§ **What is needed**
Pick out every line below that contains the string "trunk", treating uppercase and lowercase as different.

§ **The records**
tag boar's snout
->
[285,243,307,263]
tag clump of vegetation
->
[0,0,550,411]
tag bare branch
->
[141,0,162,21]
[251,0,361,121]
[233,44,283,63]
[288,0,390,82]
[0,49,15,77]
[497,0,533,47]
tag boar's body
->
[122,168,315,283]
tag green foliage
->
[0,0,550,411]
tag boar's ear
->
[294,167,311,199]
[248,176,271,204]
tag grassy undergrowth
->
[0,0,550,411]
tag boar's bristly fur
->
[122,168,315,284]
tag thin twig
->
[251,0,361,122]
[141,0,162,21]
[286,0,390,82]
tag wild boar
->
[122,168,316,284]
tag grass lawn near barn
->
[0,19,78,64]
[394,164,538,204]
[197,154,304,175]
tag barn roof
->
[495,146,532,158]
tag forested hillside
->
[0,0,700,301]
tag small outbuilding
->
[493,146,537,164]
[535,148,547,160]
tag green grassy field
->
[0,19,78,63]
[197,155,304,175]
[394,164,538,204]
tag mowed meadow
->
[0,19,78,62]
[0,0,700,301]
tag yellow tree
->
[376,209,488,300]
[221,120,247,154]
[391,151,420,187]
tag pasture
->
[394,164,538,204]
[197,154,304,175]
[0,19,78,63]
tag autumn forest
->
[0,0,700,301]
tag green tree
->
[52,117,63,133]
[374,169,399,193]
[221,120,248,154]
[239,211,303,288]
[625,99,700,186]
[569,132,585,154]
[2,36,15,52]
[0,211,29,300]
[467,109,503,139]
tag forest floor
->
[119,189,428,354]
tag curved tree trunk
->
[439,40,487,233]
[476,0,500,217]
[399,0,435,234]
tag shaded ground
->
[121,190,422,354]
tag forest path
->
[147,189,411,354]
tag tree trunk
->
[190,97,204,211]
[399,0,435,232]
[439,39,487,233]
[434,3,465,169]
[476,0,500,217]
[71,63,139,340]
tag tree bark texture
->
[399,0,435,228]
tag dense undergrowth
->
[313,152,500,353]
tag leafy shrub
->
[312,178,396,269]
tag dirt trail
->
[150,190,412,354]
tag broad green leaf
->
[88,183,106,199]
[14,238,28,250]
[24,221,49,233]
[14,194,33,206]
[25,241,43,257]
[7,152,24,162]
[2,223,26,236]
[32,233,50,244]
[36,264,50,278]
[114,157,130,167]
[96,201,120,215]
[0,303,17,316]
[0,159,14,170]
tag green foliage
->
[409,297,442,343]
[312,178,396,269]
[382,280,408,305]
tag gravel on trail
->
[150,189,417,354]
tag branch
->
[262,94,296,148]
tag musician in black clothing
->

§ **Result**
tag curved tree trunk
tag tree trunk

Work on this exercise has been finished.